(TASK DIRECTIONS):
Can you carry on the post defending John from Sherlock, starting right after its last sentence?

(PASSAGE FOR REVIEW):
Tuesday 5 August 2014


In John's defence 
(Sherlock Meta, unknown source)

Q: Hello, I just wanted to take a moment to say I really appreciate what you're saying in John's defense over the last episode (and season 3 in general) and how it seems his own mental stability appears to be suffering, perhaps the most and THAT is why he is reacting the way he does. Not because he is a jerk or dense or an idiot (and even if he is, thats ok, cause even the best, perfect character needs some flaws--especially considering what he's facing). So thank you for defending him!

A:

Thanks dear!!

I really don’t understand the accusations.  Jerk - is it because he’s so angry that Mary has lied to him the entire time he’s known her? Is it because he gets rightfully emotional at being lied to and manipulated - yet again - and yells at Mary and Sherlock? Is idiot because he doesn’t know exactly how much Sherlock cares about him because Sherlock actually never lets him see it? If someone explains their anger at John then I can address it, because right now I’m genuinely not getting it.

Series 3 is mainly from Sherlock’s POV. We get a look at the inner workings of his mind (literally) in a way that we never have before. But did people forget series 1 and 2? Did they forget the two years we spent crying over John’s pain? It’s mind-boggling.

To recap, briefly: John lost his best friend to a suicide for completely unknown reasons. Sherlock left him, abruptly and without explanation. He spends two years mourning Sherlock; he goes back to therapy. He takes antidepressants. When we see him in “Many Happy Returns” - two years later - the pain is still so fresh and real that he quits talking about it all over again, just when he thought that he was ready to move on with his life.

(SUPPLIED MATERIAL):

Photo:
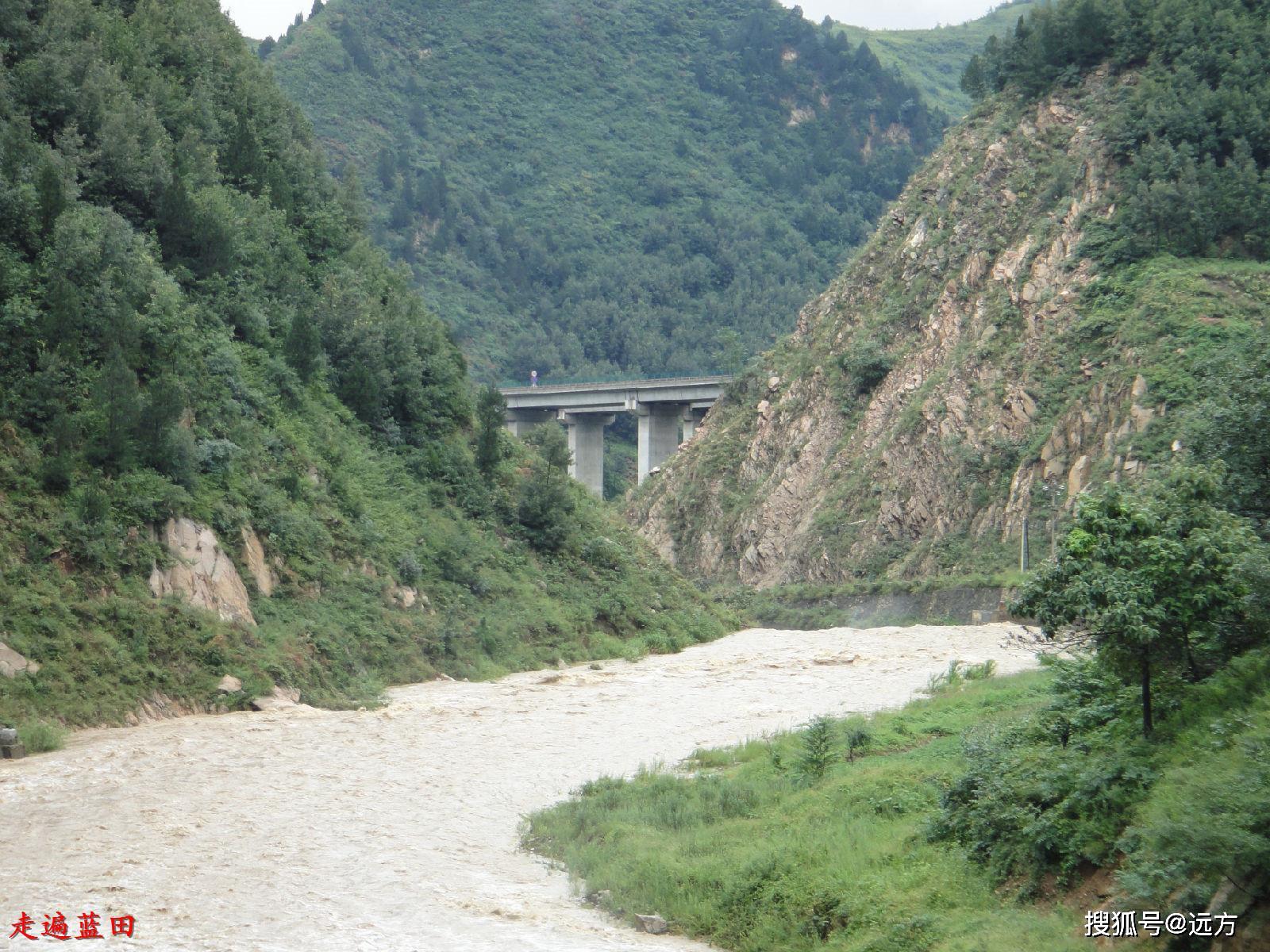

(RESULT):
He meets a wonderful woman, Mary. He falls in love. She helps him heal. He tells Mrs. Hudson that he’s finally “moving on” from Sherlock; equating (although not intentionally) his new relationship, and getting married, to the relationship he had with Sherlock.

And then it turns out that Sherlock isn’t dead, and he shows up to interrupt John’s proposal dinner without so much as an apology. Sherlock let John grieve over him for two years, let him go to therapy, let him wallow in the deepest depression he’s been in ever since he came home from the war. When John asks why he couldn’t have been told, Sherlock tells him that he would have given him away. Essentially, Sherlock is saying that he couldn’t trust John, of all people, and that it’s John’s failing. He could trust Molly and 25 or so homeless people, he could tell his parents, but he couldn’t tell John.

John never gets closure on this, but he forgives Sherlock anyway. He doesn’t need it. He’s just happy that Sherlock is alive. He writes that he feels like he’s alive again, too, because Sherlock is.

skip ahead 8 months (Sherlock comes back in November, the wedding is in July), who knows what the hell went down in the interim, and everything is happy for John Watson. He has the two people he loves the most in the world by his side, and they tell him they love him too. The peasants rejoice, weddings are great, John doesn’t see Sherlock leaving early (surely he would have noticed it later but everything else, like those missing 8 months, is just speculation)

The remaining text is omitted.